## [Entries from a pointing dataset]
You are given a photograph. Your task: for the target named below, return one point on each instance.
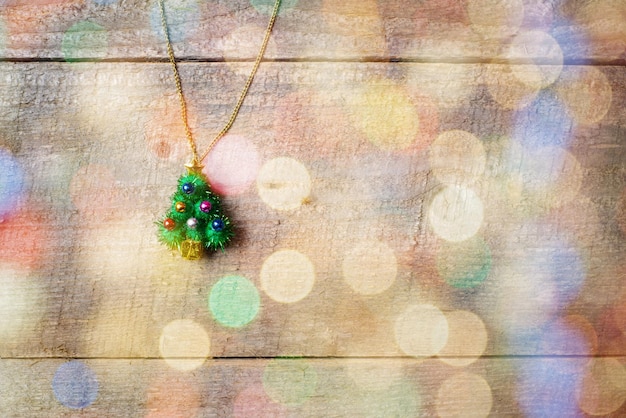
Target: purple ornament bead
(205, 206)
(188, 188)
(217, 224)
(192, 223)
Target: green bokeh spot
(289, 381)
(465, 264)
(234, 301)
(83, 41)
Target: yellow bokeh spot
(457, 157)
(421, 330)
(586, 92)
(467, 339)
(456, 213)
(184, 344)
(287, 276)
(283, 183)
(506, 89)
(370, 268)
(464, 395)
(385, 114)
(603, 388)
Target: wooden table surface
(429, 199)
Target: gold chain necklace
(196, 220)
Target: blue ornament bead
(188, 188)
(217, 225)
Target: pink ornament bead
(192, 223)
(205, 206)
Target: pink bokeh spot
(232, 165)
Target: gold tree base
(191, 250)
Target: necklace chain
(197, 158)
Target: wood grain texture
(429, 200)
(321, 387)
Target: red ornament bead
(169, 224)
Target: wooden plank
(431, 30)
(313, 387)
(99, 146)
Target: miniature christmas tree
(195, 220)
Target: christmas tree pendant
(195, 220)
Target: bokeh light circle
(506, 89)
(467, 339)
(456, 213)
(421, 330)
(234, 301)
(586, 93)
(537, 58)
(457, 157)
(289, 382)
(184, 344)
(173, 395)
(232, 165)
(385, 114)
(603, 389)
(465, 264)
(283, 183)
(370, 268)
(464, 395)
(11, 183)
(287, 276)
(75, 385)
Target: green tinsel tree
(195, 220)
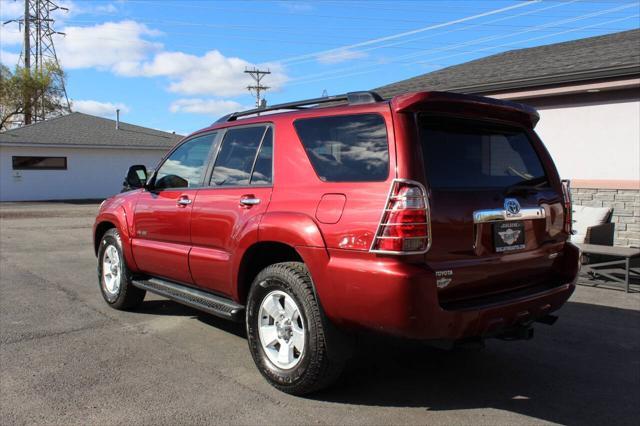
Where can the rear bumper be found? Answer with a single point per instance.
(386, 295)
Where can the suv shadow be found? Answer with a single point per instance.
(586, 369)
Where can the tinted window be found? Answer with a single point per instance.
(262, 171)
(185, 166)
(346, 148)
(237, 155)
(39, 163)
(461, 154)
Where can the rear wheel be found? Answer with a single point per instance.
(114, 276)
(292, 343)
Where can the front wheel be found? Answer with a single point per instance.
(292, 343)
(113, 274)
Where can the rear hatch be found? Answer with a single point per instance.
(495, 198)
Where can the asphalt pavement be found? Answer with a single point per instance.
(67, 358)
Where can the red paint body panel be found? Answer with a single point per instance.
(162, 235)
(331, 226)
(220, 226)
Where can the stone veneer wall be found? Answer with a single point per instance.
(626, 210)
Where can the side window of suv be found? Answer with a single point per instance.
(186, 165)
(238, 162)
(263, 169)
(346, 148)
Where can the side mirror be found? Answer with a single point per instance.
(136, 177)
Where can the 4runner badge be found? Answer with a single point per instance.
(444, 278)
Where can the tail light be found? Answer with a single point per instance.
(405, 225)
(568, 215)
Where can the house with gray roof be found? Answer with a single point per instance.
(587, 92)
(75, 156)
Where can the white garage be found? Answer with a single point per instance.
(75, 157)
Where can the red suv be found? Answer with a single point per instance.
(431, 216)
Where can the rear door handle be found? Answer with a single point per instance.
(183, 201)
(249, 200)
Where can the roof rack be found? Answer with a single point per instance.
(352, 98)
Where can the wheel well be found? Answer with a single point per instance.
(258, 257)
(101, 229)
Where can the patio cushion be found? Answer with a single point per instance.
(585, 217)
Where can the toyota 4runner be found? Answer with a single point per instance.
(431, 216)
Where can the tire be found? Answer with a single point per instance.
(323, 355)
(115, 283)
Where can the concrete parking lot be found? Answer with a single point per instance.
(67, 358)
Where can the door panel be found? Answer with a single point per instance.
(162, 236)
(218, 222)
(162, 218)
(229, 211)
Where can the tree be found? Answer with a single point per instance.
(22, 91)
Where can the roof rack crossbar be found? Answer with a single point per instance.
(352, 98)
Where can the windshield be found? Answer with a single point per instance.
(466, 154)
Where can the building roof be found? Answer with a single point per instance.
(612, 55)
(84, 130)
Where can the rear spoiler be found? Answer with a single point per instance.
(466, 104)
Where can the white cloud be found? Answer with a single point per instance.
(107, 8)
(210, 74)
(10, 59)
(212, 107)
(338, 56)
(115, 46)
(103, 109)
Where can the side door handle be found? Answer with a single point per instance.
(183, 201)
(249, 200)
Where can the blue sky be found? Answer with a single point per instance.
(178, 65)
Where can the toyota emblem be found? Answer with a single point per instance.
(511, 206)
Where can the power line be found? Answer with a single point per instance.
(373, 68)
(39, 52)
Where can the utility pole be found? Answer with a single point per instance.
(258, 88)
(38, 51)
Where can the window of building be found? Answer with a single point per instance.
(39, 163)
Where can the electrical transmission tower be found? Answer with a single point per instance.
(258, 88)
(38, 52)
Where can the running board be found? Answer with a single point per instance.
(215, 305)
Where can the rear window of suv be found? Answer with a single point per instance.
(466, 154)
(346, 148)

## [TASK OBJECTIVE]
Lay out every line of the rows above as a Markdown table with two columns, Number and Line, numbering each line in order and skipping blank lines. Omit the picture lines.

## [WRITTEN RESPONSE]
| Number | Line |
|---|---|
| 1 | You are given a photograph. Your task: for the target named below, return one point on each instance. |
| 2 | Target: purple ornament bead |
| 3 | (205, 206) |
| 4 | (188, 188) |
| 5 | (217, 224) |
| 6 | (192, 223) |
| 7 | Target: green bokeh spot |
| 8 | (289, 381) |
| 9 | (465, 264) |
| 10 | (234, 301) |
| 11 | (83, 41) |
| 12 | Target: yellow bokeh spot |
| 13 | (457, 157) |
| 14 | (421, 330) |
| 15 | (586, 92) |
| 16 | (467, 339) |
| 17 | (456, 213) |
| 18 | (184, 344) |
| 19 | (287, 276) |
| 20 | (283, 183) |
| 21 | (506, 89) |
| 22 | (370, 268) |
| 23 | (464, 395) |
| 24 | (385, 114) |
| 25 | (603, 388) |
| 26 | Target: wooden table surface |
| 27 | (429, 199) |
| 28 | Target: gold chain necklace |
| 29 | (196, 220) |
| 30 | Target: blue ornament bead |
| 31 | (188, 188) |
| 32 | (217, 225) |
| 33 | Target: pink ornament bead |
| 34 | (192, 223) |
| 35 | (205, 206) |
| 36 | Target: pink bokeh spot |
| 37 | (232, 165) |
| 38 | Target: gold tree base |
| 39 | (191, 250) |
| 40 | Target: necklace chain |
| 41 | (197, 158) |
| 42 | Target: wood grain texture |
| 43 | (429, 200) |
| 44 | (321, 387) |
| 45 | Target: red ornament bead |
| 46 | (169, 224) |
| 47 | Target: wooden plank |
| 48 | (431, 30) |
| 49 | (313, 387) |
| 50 | (99, 146) |
| 51 | Target: miniature christmas tree |
| 52 | (195, 220) |
| 53 | Target: christmas tree pendant |
| 54 | (195, 220) |
| 55 | Target: bokeh light circle |
| 56 | (506, 89) |
| 57 | (467, 339) |
| 58 | (456, 213) |
| 59 | (421, 330) |
| 60 | (234, 301) |
| 61 | (586, 93) |
| 62 | (537, 58) |
| 63 | (457, 157) |
| 64 | (289, 382) |
| 65 | (184, 344) |
| 66 | (173, 395) |
| 67 | (232, 165) |
| 68 | (385, 114) |
| 69 | (603, 389) |
| 70 | (465, 264) |
| 71 | (283, 183) |
| 72 | (370, 268) |
| 73 | (464, 395) |
| 74 | (11, 183) |
| 75 | (287, 276) |
| 76 | (75, 385) |
| 77 | Target: green tinsel tree |
| 78 | (195, 220) |
| 79 | Where can the rear bumper be found? Answer with a single point per instance. |
| 80 | (386, 295) |
| 81 | Where can the suv shadow be found? Answer with a single point per instance. |
| 82 | (586, 369) |
| 83 | Where can the tinted window be found? Answer with a single point per instance. |
| 84 | (262, 171) |
| 85 | (185, 166) |
| 86 | (346, 148) |
| 87 | (237, 155) |
| 88 | (39, 163) |
| 89 | (461, 154) |
| 90 | Where can the rear wheel be found? Answer with a single point per instance. |
| 91 | (114, 276) |
| 92 | (292, 343) |
| 93 | Where can the front wheel be found? Answer with a single point per instance. |
| 94 | (292, 343) |
| 95 | (113, 274) |
| 96 | Where can the rear hatch be found? Answer with a single point per instance. |
| 97 | (495, 198) |
| 98 | Where can the asphalt pavement be found? Answer with a single point per instance. |
| 99 | (67, 358) |
| 100 | Where can the red paint body panel be found? Answer with a single point per instance. |
| 101 | (162, 235) |
| 102 | (331, 226) |
| 103 | (220, 226) |
| 104 | Where can the stone veneer wall be found? Answer with a single point per instance. |
| 105 | (626, 210) |
| 106 | Where can the side window of suv be found? Answer with a single point per instance. |
| 107 | (186, 165) |
| 108 | (238, 162) |
| 109 | (263, 169) |
| 110 | (346, 148) |
| 111 | Where can the side mirror be found? Answer with a single point per instance. |
| 112 | (136, 177) |
| 113 | Where can the 4runner badge be found? Answer with a single point per instance. |
| 114 | (444, 278) |
| 115 | Where can the tail light be found? Answer with a single point per instance. |
| 116 | (405, 225) |
| 117 | (568, 215) |
| 118 | Where can the house with gray roof be found? Answer with a single point per instance. |
| 119 | (587, 92) |
| 120 | (75, 156) |
| 121 | Where can the white garage be found? Answer with a single point per instance. |
| 122 | (75, 157) |
| 123 | Where can the red suv be found? Answer with a single point per instance. |
| 124 | (431, 216) |
| 125 | Where can the rear door handle be found? Answer with a single point per instance. |
| 126 | (183, 201) |
| 127 | (249, 200) |
| 128 | Where can the roof rack be found? Answer with a single point per instance. |
| 129 | (352, 98) |
| 130 | Where can the wheel well be found? Answer with a single point per instance. |
| 131 | (258, 257) |
| 132 | (101, 229) |
| 133 | Where can the patio cushion be found? Answer with a single point per instance. |
| 134 | (585, 217) |
| 135 | Where can the toyota 4runner be found? Answer with a single point per instance. |
| 136 | (431, 216) |
| 137 | Where can the tire be found? Answer with a single point per instance. |
| 138 | (323, 355) |
| 139 | (115, 283) |
| 140 | Where can the concrete parking lot be found? Answer with a single point per instance. |
| 141 | (67, 358) |
| 142 | Where can the door panel be found? Answer with a single point per instance. |
| 143 | (162, 236) |
| 144 | (218, 222) |
| 145 | (162, 218) |
| 146 | (229, 211) |
| 147 | Where can the tree be found? Answer with a single point per instance. |
| 148 | (22, 91) |
| 149 | Where can the roof rack crossbar be found? Answer with a single point per instance. |
| 150 | (352, 98) |
| 151 | Where can the windshield be found? Answer with a single point per instance. |
| 152 | (466, 154) |
| 153 | Where can the building roof be found? Answer with a single point per instance. |
| 154 | (612, 55) |
| 155 | (84, 130) |
| 156 | Where can the rear spoiler be found? Answer with a single point per instance. |
| 157 | (466, 104) |
| 158 | Where can the white cloud be found? Answer with a single point per instance. |
| 159 | (107, 8) |
| 160 | (210, 74) |
| 161 | (10, 59) |
| 162 | (212, 107) |
| 163 | (338, 56) |
| 164 | (115, 46) |
| 165 | (103, 109) |
| 166 | Where can the side door handle be found? Answer with a single point per instance. |
| 167 | (183, 201) |
| 168 | (249, 200) |
| 169 | Where can the blue sky be found? Answer with a single point per instance. |
| 170 | (178, 65) |
| 171 | Where can the toyota emblem be found? Answer with a single point per instance. |
| 172 | (511, 206) |
| 173 | Where can the power line be found? Answer with a single point per instance. |
| 174 | (373, 68) |
| 175 | (39, 52) |
| 176 | Where can the utility pole be found? Answer with a single point per instance. |
| 177 | (258, 88) |
| 178 | (38, 51) |
| 179 | Where can the window of building be found? Answer with a single point per instance. |
| 180 | (39, 163) |
| 181 | Where can the electrical transmission tower be found? Answer with a single point per instance. |
| 182 | (258, 88) |
| 183 | (38, 52) |
| 184 | Where can the running board be found? Answer with a single point per instance. |
| 185 | (215, 305) |
| 186 | Where can the rear window of suv be found? Answer with a single point per instance. |
| 187 | (466, 154) |
| 188 | (346, 148) |